Extract to read ->
At the background to the role of the body as an object of mindful contemplation stands the way the body-mind relationship is conceived in early Buddhism. Another important consideration concerns the need to evaluate individual exercises for contemplating the body within their context, for which purpose a survey of practices provided in the Discourse on Mindfulness of the Body can offer a convenient starting point.

Beginning with the first of these topics, early Buddhist thought does not subscribe to a body-mind dualism of the Cartesian type, but much rather envisages the continuity of subjective experience as involving a reciprocal conditioning between consciousness on the one side and mental activities (subsumed under the header “name,” in the sense of those functions that lead to naming things) together with the experience of materiality (referred to under the header “form”) on the other side (Anālayo 2019b). In other words, rather than dividing experience into what is material and what is mental, this mode of presentation draws the line between the process of receptively knowing, of being conscious, and the conceptual and material aspects of experience that furnish the content of what consciousness is aware of.

Relating the Mind to the Body

Given this basic premise, it is perhaps not surprising that early Buddhist thought does not exhibit a conspicuous concern with the precise physical location of the mind. The brain receives very little attention, to the extent that it is not even included in a listing of bodily parts in the Satipaṭṭhāna-sutta’s instructions for mindful contemplation of the body’s anatomy (MN 10). Only some parallel versions and texts reflecting later tradition add the “brain” (matthaluṅga, mastakaluṅga, 腦, klad pa) to such listings (Anālayo 2018c, p. 151).

Nevertheless, the brain was clearly known in ancient India (e.g. Sn 199). The Pāli Vinaya even describes what by all means appears to be a case of successful brain surgery by the physician Jīvaka, who regularly attended to the Buddha and his monastic disciples (Vin I 274; Zysk 1982). Thus, the omission of the brain in listings of anatomical parts is not due to a lack of knowledge of the existence of this part of the body. Instead, it rather points to an absence of interest in the brain, probably reflecting insufficient awareness of its role in relation to the mind.

Data extract ->

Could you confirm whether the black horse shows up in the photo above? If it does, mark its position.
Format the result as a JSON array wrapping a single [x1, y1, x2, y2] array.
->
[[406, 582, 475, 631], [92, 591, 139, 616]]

Problems and tasks ->
- A) In the excerpt on the body in early Buddhism, which physician performed what appears to be successful brain surgery?
- B) Quote everything from "Given this basic" down to "2018c, p. 151)." in the excerpt on the body in early Buddhism.
Answer from the excerpt on the body in early Buddhism alone, not from the data.

Solved problems ->
- A) Jīvaka

- B)
Given this basic premise, it is perhaps not surprising that early Buddhist thought does not exhibit a conspicuous concern with the precise physical location of the mind. The brain receives very little attention, to the extent that it is not even included in a listing of bodily parts in the Satipaṭṭhāna-sutta’s instructions for mindful contemplation of the body’s anatomy (MN 10). Only some parallel versions and texts reflecting later tradition add the “brain” (matthaluṅga, mastakaluṅga, 腦, klad pa) to such listings (Anālayo 2018c, p. 151).